[Material for the task]
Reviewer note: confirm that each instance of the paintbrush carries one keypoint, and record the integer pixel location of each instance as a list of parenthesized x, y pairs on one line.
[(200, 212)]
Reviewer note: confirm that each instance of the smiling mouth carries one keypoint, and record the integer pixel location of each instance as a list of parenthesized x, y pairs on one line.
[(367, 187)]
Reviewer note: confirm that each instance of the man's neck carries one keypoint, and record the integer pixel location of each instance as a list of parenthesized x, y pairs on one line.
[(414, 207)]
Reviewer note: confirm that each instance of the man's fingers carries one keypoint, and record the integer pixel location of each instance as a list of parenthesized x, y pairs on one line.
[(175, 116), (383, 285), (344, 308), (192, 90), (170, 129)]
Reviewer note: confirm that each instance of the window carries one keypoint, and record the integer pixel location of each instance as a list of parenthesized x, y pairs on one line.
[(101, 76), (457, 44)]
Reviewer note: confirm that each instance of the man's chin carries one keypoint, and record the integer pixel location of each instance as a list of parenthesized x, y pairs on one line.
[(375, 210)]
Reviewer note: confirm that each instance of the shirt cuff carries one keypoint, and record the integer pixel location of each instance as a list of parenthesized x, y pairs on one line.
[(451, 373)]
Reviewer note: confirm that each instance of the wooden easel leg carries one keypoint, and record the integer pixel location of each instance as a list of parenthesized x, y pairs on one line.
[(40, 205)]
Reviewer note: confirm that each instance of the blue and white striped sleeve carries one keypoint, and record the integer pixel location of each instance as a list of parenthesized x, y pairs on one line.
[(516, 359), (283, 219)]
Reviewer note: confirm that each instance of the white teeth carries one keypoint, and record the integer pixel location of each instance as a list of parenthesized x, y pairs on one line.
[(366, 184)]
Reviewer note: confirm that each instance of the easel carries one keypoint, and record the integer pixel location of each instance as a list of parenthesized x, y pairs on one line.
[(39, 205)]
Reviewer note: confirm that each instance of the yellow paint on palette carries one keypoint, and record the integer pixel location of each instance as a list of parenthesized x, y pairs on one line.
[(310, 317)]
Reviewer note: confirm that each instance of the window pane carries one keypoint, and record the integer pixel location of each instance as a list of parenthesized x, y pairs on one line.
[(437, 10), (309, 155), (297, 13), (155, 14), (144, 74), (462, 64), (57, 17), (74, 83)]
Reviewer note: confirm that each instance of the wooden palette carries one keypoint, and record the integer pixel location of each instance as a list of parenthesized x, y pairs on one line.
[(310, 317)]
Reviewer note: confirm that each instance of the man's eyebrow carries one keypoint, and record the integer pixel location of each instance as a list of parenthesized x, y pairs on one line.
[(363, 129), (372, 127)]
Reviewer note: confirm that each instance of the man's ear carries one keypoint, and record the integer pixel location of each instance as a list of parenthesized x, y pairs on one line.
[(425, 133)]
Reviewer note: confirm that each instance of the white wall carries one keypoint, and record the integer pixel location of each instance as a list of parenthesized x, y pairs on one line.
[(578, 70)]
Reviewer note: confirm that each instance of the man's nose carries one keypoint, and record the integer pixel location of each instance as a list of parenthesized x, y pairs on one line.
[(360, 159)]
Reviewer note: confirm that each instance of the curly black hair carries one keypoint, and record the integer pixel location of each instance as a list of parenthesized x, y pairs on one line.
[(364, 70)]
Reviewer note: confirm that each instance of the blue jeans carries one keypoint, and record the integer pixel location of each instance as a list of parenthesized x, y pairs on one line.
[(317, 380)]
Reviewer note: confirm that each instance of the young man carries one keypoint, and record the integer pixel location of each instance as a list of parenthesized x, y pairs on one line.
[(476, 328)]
[/Material for the task]
Task description
Would you copy every line of the material exactly?

Response to the exercise
Reviewer note: confirm that each instance of the paintbrush carries one keypoint, and record the integer pixel location of each instance as a list of parenthesized x, y pairs on one line.
[(200, 212)]
Reviewer note: confirm that each instance of the smiling mouth carries one keypoint, and record the integer pixel location of each instance as a list of parenthesized x, y pairs on one line.
[(367, 187)]
Reviewer note: confirm that each instance of the man's neck carries one keypoint, and record the integer pixel location of each instance as a list of parenthesized x, y pairs on one line.
[(414, 207)]
Reviewer note: confirm that each instance of the man's fingers carries one keypoint, and record the integer pixel location of each instance as a list of parenthesized x, y pairs on one line.
[(175, 116), (383, 285), (344, 308), (192, 90), (170, 129)]
Reviewer note: confirm that each instance of the window carries one keypoint, and record the integer pixel location of each instance as a list of parenthesized x, y pairs on one line.
[(101, 76), (457, 44)]
Reviewer note: confirm that each instance of the man's chin carries one keypoint, and record the integer pixel location of each instance as a list of parenthesized x, y pairs on one line.
[(375, 210)]
Reviewer note: confirm that each instance of the shirt cuff carries one keypoint, and record the integer pixel location of each instance as a list of parenthesized x, y pairs on one line.
[(451, 373)]
Reviewer note: confirm that each instance of the wooden easel leg carries one keypoint, and record the integer pixel location of each instance as a list of parenthesized x, y pairs on one line.
[(40, 205)]
Reviewer note: confirm that each instance of the blue and white striped sleeve carries one keypoint, and record the integer pixel location of each instance as a list of parenthesized x, y pairs on one line.
[(516, 359), (283, 219)]
Reviewer note: confirm that each instance of the white teeth carries one keypoint, and record the integer pixel location of each instance as a list of parenthesized x, y pairs on one line.
[(366, 184)]
Reviewer note: confirm that each instance of the easel carries one keypoint, and record the integer pixel location of each instance as a list of parenthesized x, y pairs on one line.
[(39, 205)]
Reviewer note: confirm that each instance of the yellow paint on palette carries one keypoint, and record the integer pixel location of each instance as a list of parenthesized x, y pairs on one line.
[(310, 317)]
Reviewer note: confirm that each instance of the window pane carries one keypoint, and record the integer pixel location of each instance as a list of parenthesized x, y pairs on one line.
[(437, 10), (309, 155), (297, 13), (155, 14), (144, 74), (462, 64), (57, 17), (74, 83)]
Reviewer note: confirm that each instance of the wooden palette carries one keypoint, and record the integer pixel location of each instance as a list of parenthesized x, y pairs on one line.
[(310, 317)]
Reviewer note: confirm that each instance of the man's eyebrow carries one keypoint, and record the integer pixel location of each instance as a list of parenthesized x, y pairs on one line.
[(363, 129), (372, 127)]
Reviewer note: confirm that each instance of the man's ear carries one keypoint, and record the integer pixel location of each instance as a list of parenthesized x, y pairs on one line.
[(425, 133)]
Reviewer note: confirm that each instance of the white wall carries one keypoint, and record the integer pixel location of each instance as a list of parenthesized x, y pairs on one line.
[(578, 70)]
Reviewer note: confirm that each instance of the man's nose carries one keypoint, and record the integer pixel location of each instance as a list of parenthesized x, y pairs on one line.
[(360, 159)]
Reviewer note: confirm that each instance of the curly black hair carries one keypoint, and record the integer pixel location of each instance as a list of parenthesized x, y pairs on one line.
[(364, 70)]
Reviewer note: confirm that each instance of the blue jeans carries one keypoint, and record the integer pixel location of each instance as a list of parenthesized x, y pairs on one line.
[(317, 380)]
Reviewer note: confirm that each instance of the young man carries one keypoint, and record the integer pixel location of each instance as a list of parenthesized x, y pairs on one line.
[(476, 328)]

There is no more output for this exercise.